RECORDS FOR THE EXERCISE:
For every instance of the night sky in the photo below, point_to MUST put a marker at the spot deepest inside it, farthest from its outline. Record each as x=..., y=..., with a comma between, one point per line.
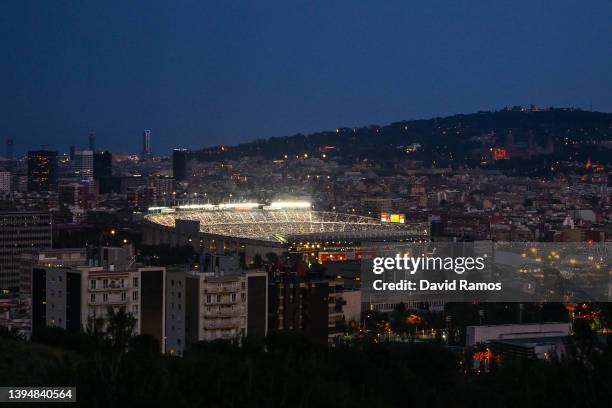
x=200, y=74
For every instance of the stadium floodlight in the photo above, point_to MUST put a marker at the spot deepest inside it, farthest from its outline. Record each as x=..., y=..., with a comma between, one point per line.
x=156, y=208
x=289, y=204
x=240, y=206
x=196, y=207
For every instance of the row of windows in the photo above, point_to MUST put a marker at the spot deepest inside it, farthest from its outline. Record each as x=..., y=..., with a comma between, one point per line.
x=93, y=283
x=94, y=298
x=219, y=298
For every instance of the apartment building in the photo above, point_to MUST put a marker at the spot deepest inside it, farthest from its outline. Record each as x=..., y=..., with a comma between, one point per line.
x=72, y=297
x=208, y=306
x=20, y=231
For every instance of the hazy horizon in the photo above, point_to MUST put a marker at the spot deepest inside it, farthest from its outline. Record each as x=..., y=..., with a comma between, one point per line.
x=201, y=74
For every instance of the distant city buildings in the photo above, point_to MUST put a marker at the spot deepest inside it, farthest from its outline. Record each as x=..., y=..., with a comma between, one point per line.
x=179, y=164
x=42, y=170
x=84, y=164
x=146, y=145
x=5, y=182
x=102, y=164
x=20, y=231
x=92, y=141
x=9, y=149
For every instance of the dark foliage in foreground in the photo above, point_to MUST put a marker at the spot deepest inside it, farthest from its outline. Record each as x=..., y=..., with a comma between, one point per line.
x=296, y=373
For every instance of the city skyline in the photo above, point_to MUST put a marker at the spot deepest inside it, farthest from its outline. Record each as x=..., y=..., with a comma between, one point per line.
x=233, y=80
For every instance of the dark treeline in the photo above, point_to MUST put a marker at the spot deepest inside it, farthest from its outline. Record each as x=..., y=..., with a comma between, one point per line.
x=439, y=136
x=113, y=370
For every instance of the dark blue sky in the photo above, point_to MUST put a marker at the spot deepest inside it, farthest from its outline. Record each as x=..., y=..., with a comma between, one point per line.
x=199, y=73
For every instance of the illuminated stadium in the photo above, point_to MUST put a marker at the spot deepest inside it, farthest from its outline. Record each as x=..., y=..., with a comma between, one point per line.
x=280, y=226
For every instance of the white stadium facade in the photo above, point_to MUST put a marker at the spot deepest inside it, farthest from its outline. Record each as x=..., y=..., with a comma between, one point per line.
x=253, y=228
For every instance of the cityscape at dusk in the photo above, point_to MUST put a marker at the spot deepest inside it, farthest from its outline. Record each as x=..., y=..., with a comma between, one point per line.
x=306, y=204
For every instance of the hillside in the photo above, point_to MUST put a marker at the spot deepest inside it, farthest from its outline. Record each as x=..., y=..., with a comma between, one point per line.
x=445, y=139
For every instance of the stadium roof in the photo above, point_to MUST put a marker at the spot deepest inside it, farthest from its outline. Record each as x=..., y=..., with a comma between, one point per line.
x=288, y=225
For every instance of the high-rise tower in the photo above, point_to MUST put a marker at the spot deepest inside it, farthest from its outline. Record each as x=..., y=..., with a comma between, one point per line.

WHAT IS BEING ASKED: Render the lines above as a JSON list of strings with one string per line, skipping any blank lines and leaving the picture out.

WRITTEN RESPONSE:
[
  "For every instance of the night sky in the photo below, point_to MUST put a marker at the spot deepest inside it, farthest from its outline. Record each as x=..., y=..., with a comma between, one point per line.",
  "x=200, y=74",
  "For every instance of the stadium floodlight in the photo above, point_to MUST put a marker at the spot deepest inside it, farthest from its outline. Record each as x=..., y=..., with a comma between, one point per line.",
  "x=156, y=208",
  "x=289, y=204",
  "x=240, y=206",
  "x=196, y=207",
  "For every instance of the row of windows in the photo above, point_to MUST put a marker at the spot deepest inside it, farthest from its outline. Record each as x=..., y=..., with a comma between, one point per line.",
  "x=93, y=283",
  "x=94, y=298",
  "x=219, y=298",
  "For every instance of the apartment building in the photo above, point_to MUST put a marker at the spot deepest inside it, farthest from its outline. Record each as x=..., y=..., with a comma between, one point per line.",
  "x=72, y=297",
  "x=208, y=306",
  "x=20, y=231",
  "For every instance of the hazy horizon in the photo above, point_to MUST put a marker at the spot deepest inside it, farthest from its outline. Record each as x=..., y=..., with a comma between, one point per line.",
  "x=201, y=74",
  "For every instance of the distant city buildings in the photo above, point_to MUST put a marker at the spot deepest inside it, farthest from its outline. Record each as x=..., y=..., with a comma between, one point per line.",
  "x=179, y=164",
  "x=42, y=170",
  "x=84, y=164",
  "x=146, y=145",
  "x=5, y=182",
  "x=102, y=164",
  "x=20, y=231",
  "x=92, y=141",
  "x=9, y=149",
  "For every instance of the dark foliage in foreground in the photo above, point_to MUST put a marker at the spot deepest inside it, farthest from its outline. Record each as x=..., y=..., with a comma between, one point per line.",
  "x=296, y=373",
  "For every instance of the city skyline in the photo above, point_to MUST put a marker at the spot deepest inside it, farthest from its outline. Record each as x=..., y=..., with a comma between, one point per line.",
  "x=233, y=80",
  "For every instance of the dark treeline in the photo above, point_to MUST put a marker at the spot deepest inside it, farthest from its outline. Record each as x=..., y=..., with a comma between, one point per line.",
  "x=439, y=136",
  "x=113, y=370",
  "For every instance of the dark blue sky in the photo above, point_to MUST put a marker at the spot deepest inside it, farthest from its outline. Record each as x=..., y=..., with a comma between, one point per line.",
  "x=199, y=73",
  "For every instance of the illuminated stadium in the photo above, point_to MUST put a marker at the spot deepest inside it, farthest from its outline. Record each as x=..., y=..., with a comma between, one point per line.",
  "x=280, y=226",
  "For every instance of the white stadium facade in the photo above, point_to MUST put a marker at the spot deepest inside it, farthest from its outline. Record each as x=..., y=..., with a comma between, one point per line.",
  "x=253, y=228",
  "For every instance of the cityscape at dusk in the photo above, point_to MUST put a marker at the spot deepest inside it, farthest from its outline. Record each as x=..., y=..., with a comma between, one point per line.",
  "x=306, y=204",
  "For every instance of the hillside in the photo above, point_to MUST put a marker at the spot deepest inside it, farthest from its outline. Record each as x=..., y=..., with a comma between, one point per line.",
  "x=445, y=139",
  "For every instance of the stadium roof in the photo above, point_to MUST put a marker at the spot deepest inside it, farthest from its outline. Record each as x=..., y=..., with a comma between, one point per line.",
  "x=288, y=225",
  "For every instance of the high-rise tower in the photo above, point_to MUST put a marker at the spot deepest inside it, farthest from its outline. Record each as x=..., y=..., with a comma between, one point per line."
]